-- GOAL OF THE EXERCISE --
Can you reproduce every line of the records below, character for character, with nothing changed?

Point labels for objects
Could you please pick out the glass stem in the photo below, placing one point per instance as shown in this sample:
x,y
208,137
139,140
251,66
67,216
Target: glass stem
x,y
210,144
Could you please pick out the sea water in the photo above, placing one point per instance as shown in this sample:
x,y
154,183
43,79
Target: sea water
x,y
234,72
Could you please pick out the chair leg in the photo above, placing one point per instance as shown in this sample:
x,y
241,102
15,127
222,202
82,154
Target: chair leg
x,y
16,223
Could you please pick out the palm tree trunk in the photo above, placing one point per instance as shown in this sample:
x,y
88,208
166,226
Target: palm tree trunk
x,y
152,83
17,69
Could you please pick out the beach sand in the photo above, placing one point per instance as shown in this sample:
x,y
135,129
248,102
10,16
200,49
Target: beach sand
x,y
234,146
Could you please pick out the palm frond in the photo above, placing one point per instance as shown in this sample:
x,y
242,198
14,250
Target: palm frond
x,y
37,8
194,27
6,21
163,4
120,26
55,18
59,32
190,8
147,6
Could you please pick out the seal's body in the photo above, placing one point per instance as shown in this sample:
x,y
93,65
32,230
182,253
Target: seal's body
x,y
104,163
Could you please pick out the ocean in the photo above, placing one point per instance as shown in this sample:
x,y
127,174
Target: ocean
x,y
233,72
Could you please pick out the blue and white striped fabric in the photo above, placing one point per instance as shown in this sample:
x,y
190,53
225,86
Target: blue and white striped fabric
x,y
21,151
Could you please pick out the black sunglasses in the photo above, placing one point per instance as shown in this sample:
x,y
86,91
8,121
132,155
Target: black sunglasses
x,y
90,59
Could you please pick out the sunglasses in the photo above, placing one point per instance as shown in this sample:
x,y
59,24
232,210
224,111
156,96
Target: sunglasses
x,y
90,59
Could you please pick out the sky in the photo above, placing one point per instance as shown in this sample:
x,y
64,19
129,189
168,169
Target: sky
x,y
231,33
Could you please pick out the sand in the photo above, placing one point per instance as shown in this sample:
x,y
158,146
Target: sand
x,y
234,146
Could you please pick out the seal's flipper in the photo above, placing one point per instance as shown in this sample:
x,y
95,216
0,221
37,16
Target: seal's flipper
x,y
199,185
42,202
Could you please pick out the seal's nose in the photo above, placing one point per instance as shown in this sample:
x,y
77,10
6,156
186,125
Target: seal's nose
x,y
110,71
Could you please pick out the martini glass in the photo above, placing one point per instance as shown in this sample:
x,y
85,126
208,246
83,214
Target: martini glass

-- EXERCISE ANSWER --
Could you please pick out the glass stem in the photo below, placing one point per instance as shown in this sample:
x,y
208,137
139,140
251,66
67,216
Target: glass stem
x,y
210,144
Could you please pick out the sea water in the photo above, placing one point per instance as shown in this sample:
x,y
154,183
43,79
Target: sea water
x,y
234,72
Could you please pick out the chair leg in the photo above, placing one point per instance as shown in this sample:
x,y
241,102
15,127
222,202
82,154
Target: chair leg
x,y
16,223
Could you please pick out the palm tree trunk in the photo above, placing one point per instance as shown in this sample:
x,y
88,208
166,226
Target: palm tree trunk
x,y
152,83
17,69
Could you please pick out the beach sand in the photo above, placing one point per instance as shown in this sample:
x,y
135,129
248,102
10,16
200,49
Target: beach sand
x,y
234,146
Could you please pick out the palm frond in the photo above, placing one point per instance as shown in this sample:
x,y
242,198
14,250
Target: palm frond
x,y
37,8
194,27
6,21
163,4
120,26
55,18
59,32
190,8
147,6
Could you please pick out the seal's body in the photo above, placing one point per instance as shown in this sample:
x,y
93,65
32,230
182,253
Target: seal's body
x,y
104,163
Could you please pick out the ocean in the photo above, placing one point per instance as shown in this sample:
x,y
127,174
Target: ocean
x,y
233,72
Could you please pick out the blue and white striped fabric in the photo above, placing one point per instance as shown in this sample:
x,y
190,53
225,86
Target: blue and white striped fabric
x,y
21,151
Could you please pick out the black sunglasses in the photo above, placing one point per instance as shown in this sample:
x,y
86,91
8,121
132,155
Target: black sunglasses
x,y
90,59
Could you please pick out the sunglasses in the photo above, placing one point per instance as shown in this sample:
x,y
59,24
232,210
224,111
156,96
Target: sunglasses
x,y
90,59
Could you please pick out the sky in the photo above, placing one point per instance as shown in this sample:
x,y
64,19
129,189
168,169
Target: sky
x,y
231,33
Could you please pick out the sand in the photo above, placing one point per instance as shown in this sample:
x,y
158,146
Target: sand
x,y
234,146
Could you please pick out the seal's flipper in the photo above, placing one point per instance as shown in this sample:
x,y
95,216
0,221
37,16
Target: seal's flipper
x,y
199,185
42,202
Could you please pick out the seal's nose in the photo above, placing one point per instance as shown in this sample:
x,y
77,10
6,156
186,125
Target: seal's nose
x,y
110,71
Could you please pick out the martini glass in the photo above, placing one point per instance as shown in this sample:
x,y
85,126
208,246
83,214
Target: martini glass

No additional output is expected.